• **What to do**
a) Answer these questions about the Grosvenor article below:
(i) How many storeys tall is the Polaris tower?
(ii) At which streets is the townhouse site Grosvenor bought six months ago?
(iii) What is Michael Ward's job title?
b) Carry on the article about Grosvenor's Vancouver projects from the point where it stops.

• **Selected extract**
━━━━━━━━
Real Estate News Exchange (RENX)
c/o Squall Inc.
P.O. Box 1484, Stn. B
Ottawa, Ontario, K1P 5P6

thankyou@renx.ca
Canada: 1-855-569-6300

Grosvenor focuses on major Vancouver developments

Grosvenor Group has stepped up its game in Metro Vancouver, with a number of projects either comp...

IMAGE: An artist's rendering of the proposed redevelopment site at Vancouver's Oakridge Transit Centre. (Courtesy Grosvenor)

An artist’s rendering of the proposed redevelopment site at Vancouver’s Oakridge Transit Centre. (Courtesy Grosvenor)

Grosvenor Group has stepped up its game in Metro Vancouver, with a number of projects either completed or in the pipeline, including a master-planned community for Burnaby.

The developer just acquired a property in the emerging Oakridge neighbourhood, the former Oakridge Transit Centre (OTC) site, and has complete or nearly complete projects that include downtown tower the Pacific, West Vancouver’s Grosvenor Ambleside, North Vancouver’s Connaught in Edgemont Village, and the 36-storey Burnaby Metrotown tower Polaris.

The firm’s focus for the past six months has been the massive mixed-use Brentwood town centre community in Burnaby and the acquisition of the Oakridge OTC site, said senior vice-president and general manager of Grosvenor Vancouver Michael Ward.

However, six months ago, Grosvenor also purchased a townhouse site at Oak Street and West 37th Avenue, within a few hundred feet of the upcoming OTC site.

For a global developer that at one time only had about a dozen projects in the pipeline in cities around North America, it’s a prolific period of development for Vancouver.

Increasingly, the company has been adding residential rental assets to its portfolio, which is part of the plan for the OTC site. Construction is expected to begin in 2025.
━━━━━━━━
• **Information provided**
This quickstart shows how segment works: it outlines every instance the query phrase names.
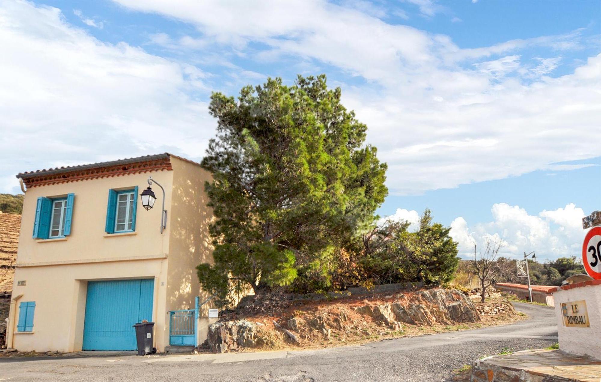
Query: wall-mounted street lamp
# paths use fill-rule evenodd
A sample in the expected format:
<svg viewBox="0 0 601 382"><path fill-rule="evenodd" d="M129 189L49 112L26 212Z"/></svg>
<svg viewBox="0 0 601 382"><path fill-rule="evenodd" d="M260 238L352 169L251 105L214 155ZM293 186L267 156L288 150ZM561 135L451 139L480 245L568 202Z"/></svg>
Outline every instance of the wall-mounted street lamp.
<svg viewBox="0 0 601 382"><path fill-rule="evenodd" d="M163 186L159 184L156 180L152 178L152 177L148 177L148 186L146 187L146 189L142 192L140 194L140 198L142 198L142 207L148 211L148 210L152 208L153 206L154 205L154 202L156 201L156 196L154 196L154 192L152 190L150 186L154 183L155 184L160 187L160 189L163 190L163 213L160 216L160 233L163 233L163 231L165 230L165 228L167 226L167 210L165 209L165 189Z"/></svg>
<svg viewBox="0 0 601 382"><path fill-rule="evenodd" d="M530 302L532 302L532 286L530 286L530 270L528 269L528 257L529 256L530 256L531 255L532 255L532 260L534 260L534 259L536 258L536 253L534 253L534 251L532 251L531 252L530 252L528 255L526 254L526 252L524 252L524 261L526 262L526 274L528 275L528 293L530 294Z"/></svg>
━━━━━━━━
• **Task responses**
a)
(i) 36 storeys
(ii) Oak Street and West 37th Avenue
(iii) Senior vice-president and general manager of Grosvenor Vancouver

b)
“Ramping up” Metro Vancouver development

“In a way, we have certainly been ramping up our development activity in this market,” said Ward. “A large part of our business is owning and managing property and in Vancouver it’s been very difficult to acquire high-quality multifamily and large-scale multifamily . . .

“So when the opportunity arose for us on this site to feasibly economically build a bunch of rental, both market and non-market, we jumped at the opportunity.”

Grosvenor is a 340-year-old company owned by the Duke of Westminster, Hugh Grosvenor, a young billionaire. His family’s first project outside Britain was in Metro Vancouver, on former farmland on Annacis Island where, in 1953, it delivered Canada’s first industrial park.

Grosvenor has accumulated a large portfolio of leasehold properties and maintains partial ownership of the island today.

The company continued to quietly build commercial projects around the Metro Vancouver region over the decades and then stepped up residential development in recent years.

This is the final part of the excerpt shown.